_Consignes:_
(a) Traduisez en anglais cette phrase de l'homélie de Noël : « Nous sommes faits avant tout pour nous apporter les uns aux autres et pour être, les uns pour les autres, des occasions d’émerveillement et de joie. »
(b) Poursuivez l'homélie de Noël à partir de sa dernière phrase, dans le même style.

_Texte extrait:_
—————
Homélie pour la messe de la nuit de Noël, le 24 décembre 2019

Homélie pour la messe de la nuit de Noël, le 24 décembre 2019, en l’église de Maubert-Fontaine et en la cathédrale Notre-Dame de Reims.

Nous ne sommes pas faits seulement pour travailler, et nous ne sommes pas faits non plus pour être purement assistés, pour ne pas apporter une contribution à la communauté humaine. Nous ne sommes pas faits seulement pour consommer et nous ne sommes pas faits non plus pour manquer. Nous sommes faits avant tout pour nous apporter les uns aux autres et pour être, les uns pour les autres, des occasions d’émerveillement et de joie. C’est ce dont l’Enfant de Bethléem veut nous assurer, c’est ce dont il vient pour nous rendre capables : « Oui, un enfant nous est né, un fils nous a été donné ! »
—————
_Données extraites:_
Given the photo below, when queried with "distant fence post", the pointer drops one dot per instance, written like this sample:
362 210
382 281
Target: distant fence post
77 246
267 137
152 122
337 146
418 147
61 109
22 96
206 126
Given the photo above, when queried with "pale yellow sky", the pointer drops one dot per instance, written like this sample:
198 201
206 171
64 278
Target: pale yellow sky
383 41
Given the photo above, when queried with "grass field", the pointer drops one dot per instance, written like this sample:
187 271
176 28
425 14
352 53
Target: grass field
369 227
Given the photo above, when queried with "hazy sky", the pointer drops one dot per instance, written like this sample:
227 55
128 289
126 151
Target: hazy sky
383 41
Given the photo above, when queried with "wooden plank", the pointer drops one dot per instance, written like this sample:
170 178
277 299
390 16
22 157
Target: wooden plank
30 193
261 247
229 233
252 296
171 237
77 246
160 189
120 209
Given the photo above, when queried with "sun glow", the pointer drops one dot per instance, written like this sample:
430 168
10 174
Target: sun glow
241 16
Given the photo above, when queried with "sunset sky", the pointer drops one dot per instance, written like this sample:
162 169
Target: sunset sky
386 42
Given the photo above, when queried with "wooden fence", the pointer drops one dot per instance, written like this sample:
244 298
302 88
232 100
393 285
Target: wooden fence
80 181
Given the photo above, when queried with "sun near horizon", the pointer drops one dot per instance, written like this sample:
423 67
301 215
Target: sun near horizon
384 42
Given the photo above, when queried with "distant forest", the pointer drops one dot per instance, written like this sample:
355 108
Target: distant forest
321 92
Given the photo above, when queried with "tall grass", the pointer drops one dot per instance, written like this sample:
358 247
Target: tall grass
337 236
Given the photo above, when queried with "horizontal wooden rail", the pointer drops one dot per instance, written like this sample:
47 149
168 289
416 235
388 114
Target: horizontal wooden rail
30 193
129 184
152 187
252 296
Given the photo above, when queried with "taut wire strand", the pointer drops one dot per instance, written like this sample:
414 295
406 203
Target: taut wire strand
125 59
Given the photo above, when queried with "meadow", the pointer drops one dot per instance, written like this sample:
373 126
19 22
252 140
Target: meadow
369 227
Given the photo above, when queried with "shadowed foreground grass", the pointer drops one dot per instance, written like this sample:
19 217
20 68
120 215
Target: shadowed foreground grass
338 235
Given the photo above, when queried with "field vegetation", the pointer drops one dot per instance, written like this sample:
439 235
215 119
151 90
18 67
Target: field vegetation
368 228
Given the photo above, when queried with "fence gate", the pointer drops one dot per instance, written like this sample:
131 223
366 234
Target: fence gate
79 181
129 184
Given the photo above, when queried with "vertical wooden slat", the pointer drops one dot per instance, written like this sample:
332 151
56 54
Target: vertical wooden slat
—————
_Corrigés:_
(a) We are made above all to give ourselves to one another and to be, for one another, occasions of wonder and joy.

(b)
Tout enfant des humains porte une telle promesse. Tout enfant sera une manière nouvelle et unique à chaque fois de vivre la condition humaine, d’être un homme ou une femme. Nous ne sommes pas des individus qui augmentent ou prolongent une espèce. Nous sommes des personnes dont chacune enrichit à l’infini la communion de tous. De là l’émerveillement que suscite la vue d’un nouveau-né et l’émotion qui saisit tout être humain, sauf ceux ou celles, s’il en est, qui auraient laissé leur âme se nécroser et qui seraient alors bien à plaindre. Pas de désir de possession, mais en revanche celui de servir, de se rendre utile, même petitement, pour que cet enfant puisse vivre et grandir en paix. Tout enfant promet le renouvellement de l’humanité entière, mais l’Enfant de Bethléem, lui, vient pour faire en sorte que cette promesse se réalise en lui et, par lui, en tout autre. Lui nous donne l’espérance que nous pouvons vraiment nous accueillir les uns les autres et nous donner les uns aux autres, sans avoir à craindre de nous rendre vulnérables à autrui, tout au contraire.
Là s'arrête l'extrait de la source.